(Stored data entries)

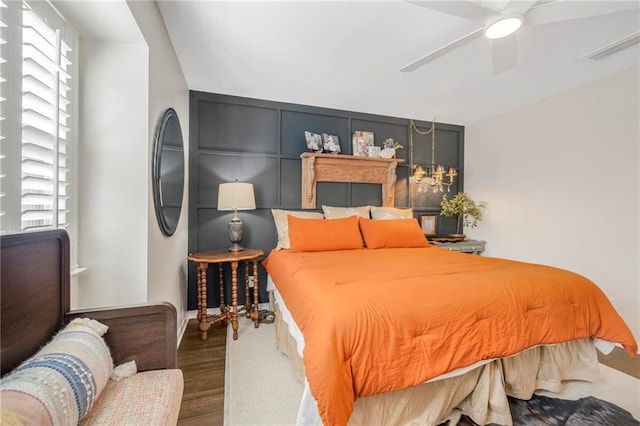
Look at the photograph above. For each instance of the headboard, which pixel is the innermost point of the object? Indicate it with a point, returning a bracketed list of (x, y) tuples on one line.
[(347, 168), (34, 292)]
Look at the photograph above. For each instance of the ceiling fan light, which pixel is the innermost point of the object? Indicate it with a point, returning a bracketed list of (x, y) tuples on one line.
[(503, 25)]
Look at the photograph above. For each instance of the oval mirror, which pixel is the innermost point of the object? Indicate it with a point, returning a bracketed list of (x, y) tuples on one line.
[(168, 172)]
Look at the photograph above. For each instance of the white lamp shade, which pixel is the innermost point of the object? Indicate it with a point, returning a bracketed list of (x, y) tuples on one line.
[(236, 196)]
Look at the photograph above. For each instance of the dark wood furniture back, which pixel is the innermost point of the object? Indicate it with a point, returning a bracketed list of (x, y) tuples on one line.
[(34, 297), (34, 292)]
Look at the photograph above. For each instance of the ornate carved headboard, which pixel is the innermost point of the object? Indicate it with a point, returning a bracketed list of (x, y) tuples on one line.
[(347, 168), (34, 292)]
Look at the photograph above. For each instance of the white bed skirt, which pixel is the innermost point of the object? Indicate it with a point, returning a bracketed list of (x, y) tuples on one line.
[(480, 390)]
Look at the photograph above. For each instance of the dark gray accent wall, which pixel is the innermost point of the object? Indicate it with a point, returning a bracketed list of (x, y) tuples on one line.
[(260, 142)]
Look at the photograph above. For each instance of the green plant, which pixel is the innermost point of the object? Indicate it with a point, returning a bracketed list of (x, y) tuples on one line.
[(468, 212)]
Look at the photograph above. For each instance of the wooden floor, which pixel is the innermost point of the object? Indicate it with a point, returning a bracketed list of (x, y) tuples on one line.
[(202, 364)]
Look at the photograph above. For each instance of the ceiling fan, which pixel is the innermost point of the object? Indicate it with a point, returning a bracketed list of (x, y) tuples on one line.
[(501, 25)]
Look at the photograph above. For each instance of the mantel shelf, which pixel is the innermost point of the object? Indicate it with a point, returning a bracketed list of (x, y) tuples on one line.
[(347, 168)]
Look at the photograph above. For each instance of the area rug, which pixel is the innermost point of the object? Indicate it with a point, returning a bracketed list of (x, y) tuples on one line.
[(261, 389)]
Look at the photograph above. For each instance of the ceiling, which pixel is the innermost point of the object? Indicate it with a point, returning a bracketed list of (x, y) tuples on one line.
[(348, 55)]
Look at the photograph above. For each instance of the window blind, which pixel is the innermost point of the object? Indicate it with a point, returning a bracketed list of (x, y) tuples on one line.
[(45, 76)]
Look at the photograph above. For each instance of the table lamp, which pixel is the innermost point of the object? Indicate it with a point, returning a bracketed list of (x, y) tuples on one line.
[(236, 196)]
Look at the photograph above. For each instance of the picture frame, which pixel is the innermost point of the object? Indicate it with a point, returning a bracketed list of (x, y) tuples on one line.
[(429, 223), (314, 141), (331, 143), (361, 142)]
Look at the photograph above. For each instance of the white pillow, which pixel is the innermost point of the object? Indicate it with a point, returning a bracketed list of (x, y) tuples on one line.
[(390, 213), (342, 212), (282, 225), (60, 383)]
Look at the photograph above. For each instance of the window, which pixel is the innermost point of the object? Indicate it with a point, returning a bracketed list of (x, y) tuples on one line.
[(36, 117)]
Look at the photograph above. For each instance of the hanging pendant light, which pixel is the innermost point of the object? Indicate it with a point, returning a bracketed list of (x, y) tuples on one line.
[(434, 176)]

EXERCISE PROMPT: A reply should hold exactly the lines from the one containing "the window, which" through the end of the data above, nothing more.

SOLUTION:
Look at the photograph above. For each instance of the window, which pixel is the innermost point of the object? Indicate it with a point, returning a bracketed list of (x, y) tuples on one line.
[(36, 117)]
Look at the photograph above. For each instance of the hanging pendant light, which pixel is the innermost point of the object? Indicate it with a point, returning a bracketed list of (x, y) tuples on one line.
[(434, 176)]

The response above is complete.